§ YOUR INSTRUCTIONS
Word for word, restate the entries below, but exclude the images.

(Stored data entries)

▼▼▼

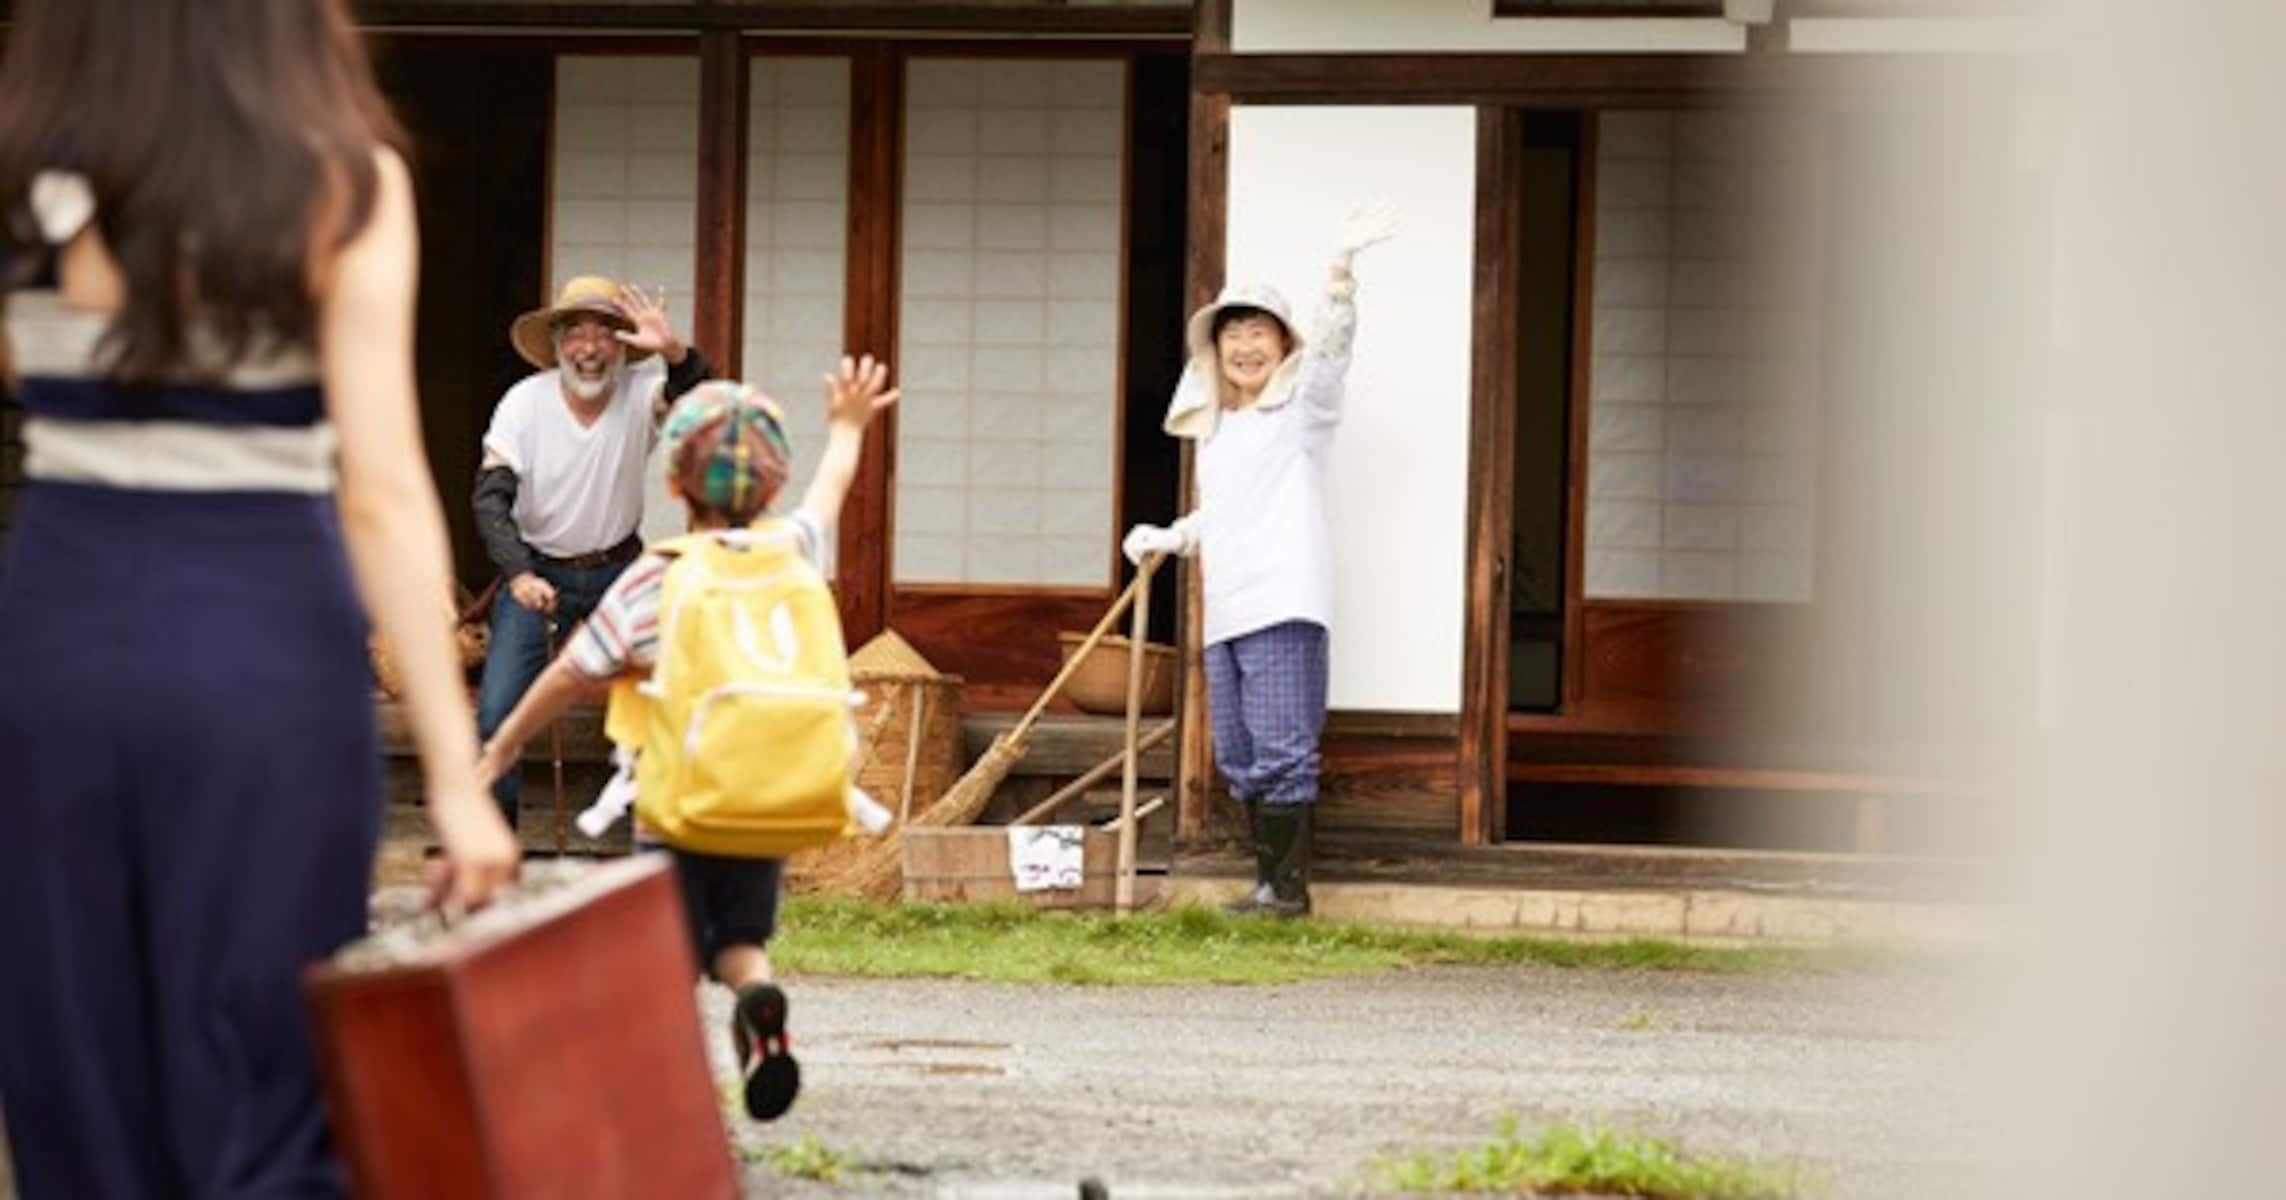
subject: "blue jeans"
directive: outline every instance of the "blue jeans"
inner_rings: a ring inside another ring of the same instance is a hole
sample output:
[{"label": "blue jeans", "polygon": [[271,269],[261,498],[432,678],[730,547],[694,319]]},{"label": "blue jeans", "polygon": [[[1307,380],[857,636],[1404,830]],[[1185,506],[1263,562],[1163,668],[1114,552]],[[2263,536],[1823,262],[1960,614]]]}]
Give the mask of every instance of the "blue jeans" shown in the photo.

▲▲▲

§ FINISHED TASK
subject: "blue jeans"
directive: outline every instance of the "blue jeans"
inner_rings: a ring inside another ring of the same instance is a hole
sample output:
[{"label": "blue jeans", "polygon": [[271,269],[261,498],[432,678],[730,547],[694,319]]},{"label": "blue jeans", "polygon": [[[1307,380],[857,636],[1404,830]],[[1185,506],[1263,562],[1163,668],[1114,552]],[[2263,536],[1823,262],[1960,614]]]}]
Give the mask of every instance of the "blue jeans" shown in the photo.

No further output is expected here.